Task requirements
According to the article on Vernon Will's fraud charges, which company bought Community Hospice Care of Anaheim Hills?

Document passage
Vernon Will faces fraud charges
Vernon Will faces fraud charges
Vernon Will, whose name is familiar to many in the U.S. hospice community for launching what were at one time the largest hospices in both California and Arizona, today is facing criminal fraud charges in Arizona. The charges are not directly related to his hospice operations, but instead to the sale of lifetime residency contracts in two Phoenix eldercare facilities operated by Will's Wilcare company. Will denies that he committed a crime.
Will, along with Connie Black and Dennis Rezendes, founded Community Hospice Care of Anaheim Hills, CA, in 1990. Five years later the hospice, which had grown to a daily census of 1,200 patients, the lion's share of them nursing home residents, was sold to Vitas Healthcare Corp. in Miami. By then Will had moved to Phoenix and Wilcare had launched new hospice operations in Phoenix, Tucson, Denver, and San Jose, CA, also using the name Community Hospice.
In 1993, the Health Care Financing Administration in Baltimore announced its intention to terminate the Medicare certification of Community Hospice in Phoenix, for failing to meet Medicare's conditions of participation. Will promptly filed for Chapter 11 bankruptcy protection. Late that year, on a fourth certification visit, the hospice finally satisfied government surveyors, and remained in business with a significantly reduced patient census. According to Arizona court papers, Wilcare was in constant financial crisis from 1993 to 1996. Will refiled for bankruptcy in 1997, and his hospice operations were sold off in that year.

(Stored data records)
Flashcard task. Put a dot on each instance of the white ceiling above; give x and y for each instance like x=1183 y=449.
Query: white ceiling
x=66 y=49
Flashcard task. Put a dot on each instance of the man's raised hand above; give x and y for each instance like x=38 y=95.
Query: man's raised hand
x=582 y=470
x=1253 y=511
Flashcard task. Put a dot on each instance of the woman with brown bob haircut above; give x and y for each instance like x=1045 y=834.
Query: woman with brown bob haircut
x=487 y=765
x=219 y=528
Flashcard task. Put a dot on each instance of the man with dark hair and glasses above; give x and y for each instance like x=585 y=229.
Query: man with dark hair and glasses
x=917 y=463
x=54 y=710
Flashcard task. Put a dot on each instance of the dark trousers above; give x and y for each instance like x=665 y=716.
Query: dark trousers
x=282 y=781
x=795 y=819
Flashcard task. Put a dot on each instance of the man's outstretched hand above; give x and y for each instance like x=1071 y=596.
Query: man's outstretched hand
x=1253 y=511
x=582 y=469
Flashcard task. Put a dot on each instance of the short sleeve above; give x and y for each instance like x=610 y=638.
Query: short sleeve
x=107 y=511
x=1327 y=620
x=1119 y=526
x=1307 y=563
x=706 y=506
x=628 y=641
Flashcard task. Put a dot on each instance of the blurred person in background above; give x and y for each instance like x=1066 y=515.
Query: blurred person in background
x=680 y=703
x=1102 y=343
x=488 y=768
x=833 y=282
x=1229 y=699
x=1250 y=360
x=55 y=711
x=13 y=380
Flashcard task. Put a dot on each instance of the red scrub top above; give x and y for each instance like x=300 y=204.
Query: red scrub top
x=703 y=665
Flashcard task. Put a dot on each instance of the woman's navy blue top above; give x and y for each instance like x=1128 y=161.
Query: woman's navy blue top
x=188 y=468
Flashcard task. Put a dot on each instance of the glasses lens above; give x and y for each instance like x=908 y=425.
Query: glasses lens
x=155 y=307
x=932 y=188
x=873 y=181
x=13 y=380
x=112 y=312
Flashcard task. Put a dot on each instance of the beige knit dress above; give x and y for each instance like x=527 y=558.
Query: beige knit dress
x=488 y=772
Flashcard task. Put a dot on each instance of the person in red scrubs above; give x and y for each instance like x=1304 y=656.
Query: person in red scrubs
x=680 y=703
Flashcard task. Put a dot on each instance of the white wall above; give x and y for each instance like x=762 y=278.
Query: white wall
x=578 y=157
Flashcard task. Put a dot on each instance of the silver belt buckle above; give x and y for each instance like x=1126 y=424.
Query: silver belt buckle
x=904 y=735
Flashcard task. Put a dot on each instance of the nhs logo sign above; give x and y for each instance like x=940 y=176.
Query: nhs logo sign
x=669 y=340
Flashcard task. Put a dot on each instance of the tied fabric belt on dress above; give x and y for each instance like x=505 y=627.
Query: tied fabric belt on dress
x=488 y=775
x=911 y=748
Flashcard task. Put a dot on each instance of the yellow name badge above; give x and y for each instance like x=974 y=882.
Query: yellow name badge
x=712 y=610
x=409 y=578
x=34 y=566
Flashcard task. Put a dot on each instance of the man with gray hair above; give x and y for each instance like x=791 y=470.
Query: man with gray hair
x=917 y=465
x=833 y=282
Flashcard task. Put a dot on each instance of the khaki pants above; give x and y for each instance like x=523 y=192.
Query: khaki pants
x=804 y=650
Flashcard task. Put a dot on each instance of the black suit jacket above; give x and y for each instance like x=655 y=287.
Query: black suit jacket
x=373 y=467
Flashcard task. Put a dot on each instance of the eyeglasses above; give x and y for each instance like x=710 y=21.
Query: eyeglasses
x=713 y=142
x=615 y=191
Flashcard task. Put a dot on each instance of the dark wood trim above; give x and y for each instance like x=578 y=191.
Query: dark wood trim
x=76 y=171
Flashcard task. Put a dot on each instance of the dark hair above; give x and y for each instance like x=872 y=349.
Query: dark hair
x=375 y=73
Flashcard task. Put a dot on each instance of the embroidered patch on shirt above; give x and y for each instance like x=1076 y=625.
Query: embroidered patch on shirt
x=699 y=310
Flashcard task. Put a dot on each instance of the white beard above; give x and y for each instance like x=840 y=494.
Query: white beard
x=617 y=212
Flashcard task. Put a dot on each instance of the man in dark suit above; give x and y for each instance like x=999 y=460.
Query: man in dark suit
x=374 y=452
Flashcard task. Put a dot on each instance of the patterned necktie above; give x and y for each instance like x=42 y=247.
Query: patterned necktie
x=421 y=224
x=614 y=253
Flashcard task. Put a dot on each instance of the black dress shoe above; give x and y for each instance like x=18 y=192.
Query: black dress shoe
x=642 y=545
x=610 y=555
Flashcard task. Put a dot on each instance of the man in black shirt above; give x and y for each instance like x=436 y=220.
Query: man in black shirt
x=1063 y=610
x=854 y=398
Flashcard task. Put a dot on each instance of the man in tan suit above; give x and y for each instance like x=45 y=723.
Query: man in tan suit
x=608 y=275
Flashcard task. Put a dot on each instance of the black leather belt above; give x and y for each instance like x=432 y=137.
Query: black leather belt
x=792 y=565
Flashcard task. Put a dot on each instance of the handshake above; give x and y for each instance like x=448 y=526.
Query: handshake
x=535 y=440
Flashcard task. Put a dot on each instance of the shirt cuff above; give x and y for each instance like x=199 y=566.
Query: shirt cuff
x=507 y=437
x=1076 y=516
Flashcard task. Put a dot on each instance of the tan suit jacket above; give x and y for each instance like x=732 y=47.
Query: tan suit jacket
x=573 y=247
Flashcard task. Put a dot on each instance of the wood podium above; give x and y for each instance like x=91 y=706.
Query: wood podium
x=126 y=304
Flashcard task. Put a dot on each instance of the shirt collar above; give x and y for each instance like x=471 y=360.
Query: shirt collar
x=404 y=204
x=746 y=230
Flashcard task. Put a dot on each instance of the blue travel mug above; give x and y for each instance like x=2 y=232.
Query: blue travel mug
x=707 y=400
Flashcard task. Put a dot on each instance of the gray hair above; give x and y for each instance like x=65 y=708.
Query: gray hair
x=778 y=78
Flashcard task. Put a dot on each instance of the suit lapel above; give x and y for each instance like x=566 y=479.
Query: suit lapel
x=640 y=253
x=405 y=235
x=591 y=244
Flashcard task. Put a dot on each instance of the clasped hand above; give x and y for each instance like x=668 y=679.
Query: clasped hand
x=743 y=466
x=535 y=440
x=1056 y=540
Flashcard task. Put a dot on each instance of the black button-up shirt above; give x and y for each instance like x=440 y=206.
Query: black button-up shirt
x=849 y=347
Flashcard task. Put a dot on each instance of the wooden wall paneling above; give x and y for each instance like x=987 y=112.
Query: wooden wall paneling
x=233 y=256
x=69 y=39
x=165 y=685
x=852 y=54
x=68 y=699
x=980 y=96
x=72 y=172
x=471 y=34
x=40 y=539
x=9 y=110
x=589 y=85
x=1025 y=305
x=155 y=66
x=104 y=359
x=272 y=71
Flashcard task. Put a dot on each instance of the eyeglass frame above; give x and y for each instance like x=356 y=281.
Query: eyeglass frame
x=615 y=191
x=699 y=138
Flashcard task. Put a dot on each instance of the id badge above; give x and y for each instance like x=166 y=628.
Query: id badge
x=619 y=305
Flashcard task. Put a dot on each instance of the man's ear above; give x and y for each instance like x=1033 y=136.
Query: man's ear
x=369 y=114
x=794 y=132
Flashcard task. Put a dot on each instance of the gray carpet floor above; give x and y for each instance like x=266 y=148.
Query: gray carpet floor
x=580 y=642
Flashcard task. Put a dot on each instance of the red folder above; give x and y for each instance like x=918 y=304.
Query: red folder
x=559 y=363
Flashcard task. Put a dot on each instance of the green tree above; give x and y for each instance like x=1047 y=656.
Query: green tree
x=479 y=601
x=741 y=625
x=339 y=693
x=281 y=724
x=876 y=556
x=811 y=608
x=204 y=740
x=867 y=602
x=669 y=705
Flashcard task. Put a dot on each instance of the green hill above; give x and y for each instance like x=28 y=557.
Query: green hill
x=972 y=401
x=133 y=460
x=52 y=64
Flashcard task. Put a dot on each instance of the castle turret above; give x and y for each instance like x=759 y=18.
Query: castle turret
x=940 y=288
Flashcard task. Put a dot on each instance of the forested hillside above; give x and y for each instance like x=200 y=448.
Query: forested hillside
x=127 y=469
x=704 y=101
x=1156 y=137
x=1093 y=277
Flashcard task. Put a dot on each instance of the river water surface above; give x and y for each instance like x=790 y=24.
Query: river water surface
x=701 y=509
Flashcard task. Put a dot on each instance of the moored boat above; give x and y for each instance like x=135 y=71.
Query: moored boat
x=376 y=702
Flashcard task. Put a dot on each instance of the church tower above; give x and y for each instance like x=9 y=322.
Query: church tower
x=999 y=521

Reply
Vitas Healthcare Corp. in Miami bought it.